SEU OBJETIVO: Segundo o texto sobre a imprensa e Canudos, a partir de que ano as rádios passaram a transmitir com regularidade no país?

**** TEXTO EXTRAÍDO ****

Na defesa de interesses políticos e disseminando preconceitos, imprensa
ajudou a construir o massacre anunciado em Canudos.
“Opinião pública” era algo muito limitado
nos primeiros anos republicanos. Cerca de 85% da população eram de analfabetos
e a mídia se restringia basicamente a veículos impressos (as rádios viriam a
transmitir com regularidade no país apenas a partir de 1922). Isso significa
que os iletrados, os escravos e boa parte da população rural ficavam à margem
das notícias da imprensa, embora também incluídos na discussão pública através
da cultura oral.
Para o pequeno grupo de indivíduos
letrados existia uma grande variedade de jornais e revistas, de diferentes
orientações ideológicas. Desde 1894 nos jornais baianos, e de forma rapidamente
crescente nos jornais da capital nacional e de São Paulo, Canudos e Conselheiro
não apenas provocaram notícias nas páginas principais como viraram título de
colunas e motivo para versos de carnaval, sátiras e anúncios comerciais – como
o desta loja de calçados de Salvador, já em 1897: “Por pessoas, recentemente
chegadas de Canudos, ouvimos o seguinte: Que no último ataque, um grupo de
valentes soldados, depois de ter esgotado a munição, lembrou-se de correr a
pontapés os conselheiristas, confiados na resistência do calçado que foi
comprado na popular casa O Monumento. Que feliz ideia!”.
Num tempo em que fotografias impressas em
jornais eram raridade, o retrato desenhado do Conselheiro tinha valor de
mercado – a figura de barba longa, túnica, sandálias e bengala era reconhecível
mesmo sem o nome ao lado. Era já um signo, no sentido expresso por um oficial
do Exército, em 1896: “Antonio Maciel, Antonio Conselheiro e Bom Jesus são três
nomes distintos, mas, que um só deles basta para exprimir e concretizar o
inimigo do regime atual, o pregador contra os princípios sacrossantos da lei,
do trabalho e da moralidade”.
Mais do que uma “revolta” contra a
República, Canudos foi um acontecimento útil para dois diferentes conflitos de
poder nos tumultuados primeiros anos do regime. Com sua enorme capacidade de
atração popular, o tamanho do seu mercado e seu potencial bélico, o arraial do
Conselheiro desequilibrou os poderes políticos na Bahia, há tempos tensionados
pela disputa entre o governador Luís Vianna e o dono das terras daquela região,
José Gonçalves, aliado ao Barão de Geremoabo. Enquanto isso, na capital
nacional, Canudos virava fator decisivo para outra competição acirrada: a luta
entre os oligárquico-liberais, representando a elite cafeeira paulista, e os
“jacobinos”, influenciados pelo pensamento desenvolvimentista-ditadorial de
forte base militar. Vencer essa guerra era uma questão de sobrevivência
política para o governo do paulistano Prudente de Morais. Era por isso, e não
por constituir uma ameaça real à República, que o arraial tinha de ser
completamente aniquilado.

**** LISTAGEM DE DADOS ****

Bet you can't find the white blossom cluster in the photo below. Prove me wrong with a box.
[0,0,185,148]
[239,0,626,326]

****
**** LISTAGEM DE DADOS ****

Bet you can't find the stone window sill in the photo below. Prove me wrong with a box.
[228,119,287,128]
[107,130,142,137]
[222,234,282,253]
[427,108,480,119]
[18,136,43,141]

****
**** LISTAGEM DE DADOS ****

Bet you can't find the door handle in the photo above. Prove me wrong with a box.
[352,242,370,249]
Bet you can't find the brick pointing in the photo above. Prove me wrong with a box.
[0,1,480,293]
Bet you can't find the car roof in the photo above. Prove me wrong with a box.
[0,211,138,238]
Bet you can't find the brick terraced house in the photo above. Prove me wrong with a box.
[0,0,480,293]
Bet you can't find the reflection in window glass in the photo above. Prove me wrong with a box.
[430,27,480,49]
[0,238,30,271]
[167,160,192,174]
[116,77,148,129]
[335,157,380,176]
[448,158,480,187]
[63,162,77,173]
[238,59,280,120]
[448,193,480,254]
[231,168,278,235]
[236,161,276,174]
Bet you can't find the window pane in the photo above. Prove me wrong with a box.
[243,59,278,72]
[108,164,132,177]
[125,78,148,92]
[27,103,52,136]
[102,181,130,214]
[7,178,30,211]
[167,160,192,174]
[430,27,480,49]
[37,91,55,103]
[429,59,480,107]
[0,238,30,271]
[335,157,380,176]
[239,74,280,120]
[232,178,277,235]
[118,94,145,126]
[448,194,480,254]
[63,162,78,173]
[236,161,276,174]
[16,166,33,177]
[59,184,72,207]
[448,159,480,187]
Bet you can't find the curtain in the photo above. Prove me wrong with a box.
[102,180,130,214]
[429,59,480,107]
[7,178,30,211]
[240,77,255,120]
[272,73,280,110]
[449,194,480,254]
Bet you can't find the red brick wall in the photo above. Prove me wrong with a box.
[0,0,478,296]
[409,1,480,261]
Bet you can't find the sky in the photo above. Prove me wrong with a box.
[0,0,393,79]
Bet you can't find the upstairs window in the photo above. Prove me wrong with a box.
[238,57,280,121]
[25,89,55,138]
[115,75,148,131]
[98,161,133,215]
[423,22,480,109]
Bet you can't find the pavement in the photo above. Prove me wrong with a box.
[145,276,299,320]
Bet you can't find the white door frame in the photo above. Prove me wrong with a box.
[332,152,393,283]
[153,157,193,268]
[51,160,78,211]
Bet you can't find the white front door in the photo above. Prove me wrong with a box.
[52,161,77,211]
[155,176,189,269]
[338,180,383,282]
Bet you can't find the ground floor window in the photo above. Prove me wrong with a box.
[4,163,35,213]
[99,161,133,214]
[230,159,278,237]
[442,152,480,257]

****

RESPOSTA CORRETA: A partir de 1922.